**PROVIDED PASSAGE**
• • • •
The registrant’s bye-laws provide that, subject to the Bermuda Companies Act, every director, managing director, secretary or other officer of the registrant and its subsidiaries and affiliates shall be entitled to be indemnified by the registrant against any liability incurred by him in defending any proceedings, civil or criminal, in which judgment is given in his favor; or in which he is acquitted; or in connection with any application under the Bermuda Companies Act in which relief is granted to him by the Court.
Section 98 of the Bermuda Companies Act provides generally that the registrant may indemnify its directors, officers and auditors against any liability which, by virtue of any rule of law, would otherwise be imposed on them in respect of any negligence, default, breach of duty or breach of trust, except in cases where such liability arises from fraud or dishonesty of which such director, officer or auditor may be guilty in relation to the company.
The registrant has adopted provisions in its bye-laws that provide that it shall indemnify its officers and directors in respect of their actions and omissions, except in respect of their fraud or dishonesty. The registrant’s bye-laws provide that the shareholders waive all claims or rights of action that they might have, individually or in right of the company, against any of the company’s directors or officers for any act or failure to act in the performance of such director’s or officer’s duties, except in respect of any fraud or dishonesty of such director or officer. Section 98A of the Bermuda Companies Act permits the registrant to purchase and maintain insurance for the benefit of any officer or director in respect of any loss or liability attaching to him in respect of any negligence,

II-1



default, breach of duty or breach of trust, whether or not the registrant may otherwise indemnify such officer or director.
The registrant has entered into indemnification agreements with its officers and directors. These indemnification agreements provide the registrant’s officers and directors with indemnification to the maximum extent permitted by the Bermuda Companies Act. The registrant has also obtained a policy of directors’ and officers’ liability insurance that will insure directors and officers against the cost of defense, settlement or payment of a judgment under certain circumstances which are permitted under the Bermuda Companies Act.
Item 15.
Recent sales of unregistered securities.
On March 24, 2014, we issued an aggregate of 22,682,875 common shares at price per share of $40.00 for an aggregate purchase price of $907,315,000, and, on March 31, 2014, we issued an aggregate of 9,065,200 8½% cumulative redeemable preference shares at a price per share of $25.00 for an aggregate purchase price of $226,630,000. These common shares and preference shares were sold for cash in private offerings to accredited investors pursuant to Section 4(a)(2) of the Securities Act and Rule 506 of Regulation D under the Securities Act. Each of the subscribers in the offerings represented that it was an accredited investor as defined in Regulation D and that it was acquiring the shares for its own account and not with a view to or for sale in connection with any distribution, and appropriate legends were affixed to the shares. J.P. Morgan Securities LLC acted as placement agent in connection with the offerings and received a placement fee of approximately $10 million.
• • • •
**DATA BLOCK**
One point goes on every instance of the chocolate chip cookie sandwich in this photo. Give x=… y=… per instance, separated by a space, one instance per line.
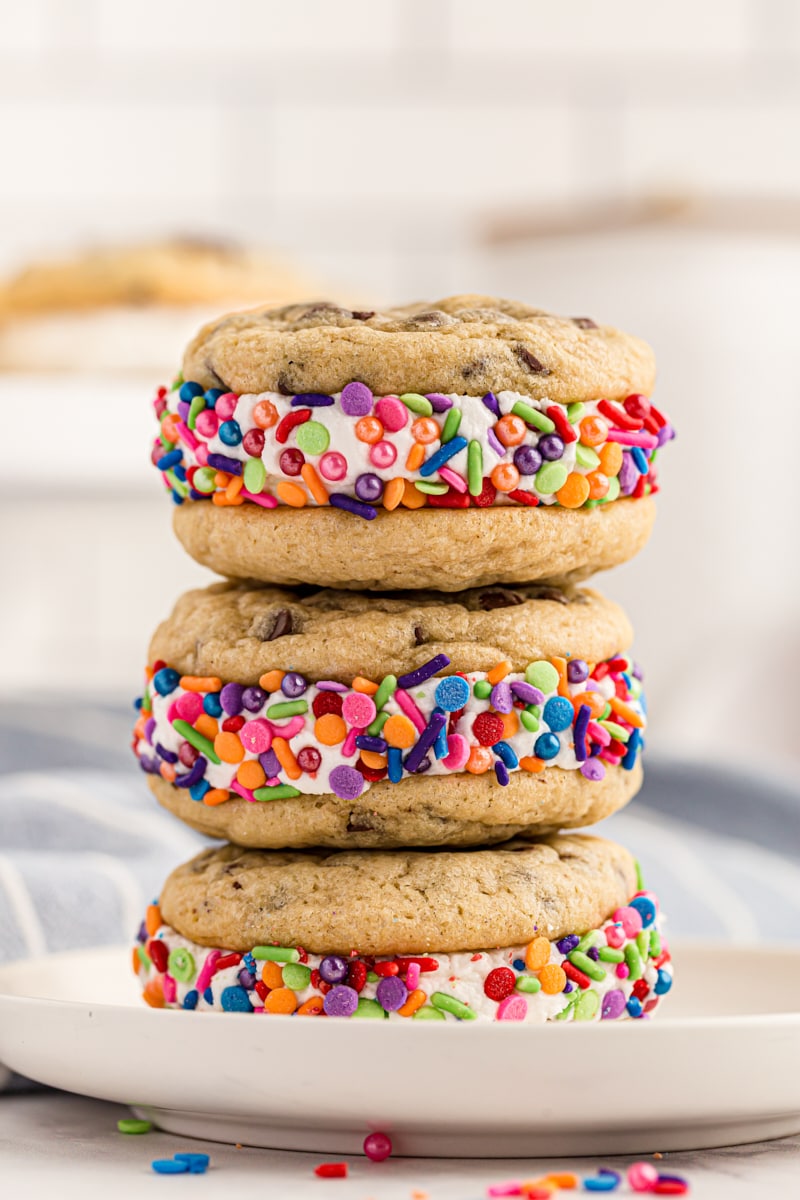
• • • •
**STATED PROBLEM 1**
From the filing excerpt above, copy the words from "The registrant has entered" to "under the Bermuda Companies Act.".
**STATED PROBLEM 2**
Answer these questions using the filing excerpt above.
(a) Which section of the Bermuda Companies Act permits the registrant to purchase and maintain insurance for its officers and directors?
(b) At what price per share were the common shares issued on March 24, 2014?
(c) Which firm acted as placement agent for the offerings?

**OUTPUT 1**
The registrant has entered into indemnification agreements with its officers and directors. These indemnification agreements provide the registrant’s officers and directors with indemnification to the maximum extent permitted by the Bermuda Companies Act. The registrant has also obtained a policy of directors’ and officers’ liability insurance that will insure directors and officers against the cost of defense, settlement or payment of a judgment under certain circumstances which are permitted under the Bermuda Companies Act.

**OUTPUT 2**
(a) Section 98A
(b) $40.00
(c) J.P. Morgan Securities LLC